### SOURCE DOCUMENT
------------------------
These games were all written to be incompatible with any third-party hardware, so special machines have to be used just to extract the code. Special devices, like a machine known as the “Retrode” have to be used, in this case, to extract code from Sega Genesis and Nintendo cartridges. With cartridges and discs this old, bit-rot and other forms of decay are setting in, so just archiving the original material isn’t enough, the code has to be extracted and saved separately. And many of these games had anti-piracy software installed, sometimes by engineers who are now long-gone, and with spotty corporate records, the archivists on this project often have to work with the fan community to find working algorithms to unlock the code. The Nintendo Gameboy cartridges, for example, had three levels of copy-protection that had to be unlocked every time a game is ingested into the system.
All of this data is being gathered with deep metadata collection, so access for researchers can happen at a very granular level. Secure digital hashtags and Checksums are developed for every file, so the database can maintain accuracy for long into the future. Many of the game consoles are now gone or in barely-useable form, so the software code in the repository will someday be our only link to this huge part of our shared culture.
------------------------
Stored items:
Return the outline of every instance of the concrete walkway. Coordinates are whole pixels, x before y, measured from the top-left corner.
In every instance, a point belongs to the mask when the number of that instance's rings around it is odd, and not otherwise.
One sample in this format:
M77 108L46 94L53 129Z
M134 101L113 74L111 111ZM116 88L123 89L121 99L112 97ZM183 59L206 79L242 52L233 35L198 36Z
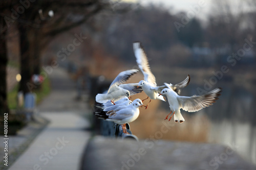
------------------------
### EXERCISE A
In the game archiving text, how many levels of copy-protection did the Nintendo Gameboy cartridges have?
### EXERCISE B
List every brand or device name that appears in the game archiving text.
### EXERCISE C
Rewrite the game archiving text between "All of this" and "our shared culture.", inclusive, changing "researchers" to "historians".

### WRITTEN REPLY A
Three levels, which had to be unlocked every time a game is ingested into the system.

### WRITTEN REPLY B
Retrode, Sega Genesis, Nintendo, Nintendo Gameboy

### WRITTEN REPLY C
All of this data is being gathered with deep metadata collection, so access for historians can happen at a very granular level. Secure digital hashtags and Checksums are developed for every file, so the database can maintain accuracy for long into the future. Many of the game consoles are now gone or in barely-useable form, so the software code in the repository will someday be our only link to this huge part of our shared culture.